Both the line containing "column 55, row 115" and the line containing "column 55, row 134" belong to the span. Output exactly that span from the listing below, and nothing outside it.
- - -
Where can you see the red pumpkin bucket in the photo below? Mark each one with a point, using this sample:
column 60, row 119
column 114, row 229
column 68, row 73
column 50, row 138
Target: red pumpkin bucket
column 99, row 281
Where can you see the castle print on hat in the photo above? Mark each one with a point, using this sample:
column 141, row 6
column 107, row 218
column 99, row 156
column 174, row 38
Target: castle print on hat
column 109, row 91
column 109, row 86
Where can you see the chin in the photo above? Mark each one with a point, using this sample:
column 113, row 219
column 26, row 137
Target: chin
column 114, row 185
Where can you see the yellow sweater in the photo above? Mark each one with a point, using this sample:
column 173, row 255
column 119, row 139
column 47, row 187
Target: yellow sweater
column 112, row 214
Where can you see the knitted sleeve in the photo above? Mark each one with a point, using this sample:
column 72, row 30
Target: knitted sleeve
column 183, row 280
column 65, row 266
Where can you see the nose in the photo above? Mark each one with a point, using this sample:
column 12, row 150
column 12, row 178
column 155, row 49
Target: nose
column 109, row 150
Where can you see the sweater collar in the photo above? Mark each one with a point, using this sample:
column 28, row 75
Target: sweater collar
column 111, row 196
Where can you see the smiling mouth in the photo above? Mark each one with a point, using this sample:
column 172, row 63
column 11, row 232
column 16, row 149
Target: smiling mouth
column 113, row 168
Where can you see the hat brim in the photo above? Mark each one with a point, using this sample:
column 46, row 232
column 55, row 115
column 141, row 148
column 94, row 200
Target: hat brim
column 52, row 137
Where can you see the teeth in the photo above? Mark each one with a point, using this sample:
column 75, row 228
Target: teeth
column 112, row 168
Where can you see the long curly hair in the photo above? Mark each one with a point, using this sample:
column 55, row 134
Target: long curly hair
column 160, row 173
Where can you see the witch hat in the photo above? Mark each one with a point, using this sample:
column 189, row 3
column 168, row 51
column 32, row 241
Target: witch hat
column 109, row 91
- - -
- [TASK SOLUTION]
column 55, row 115
column 141, row 148
column 94, row 200
Target: hat brim
column 52, row 137
Where can you see the teeth in the photo above? Mark each one with a point, using this sample:
column 75, row 228
Target: teeth
column 112, row 168
Where can you see the long curly hair in the photo above? Mark each one with a point, using this sample:
column 55, row 134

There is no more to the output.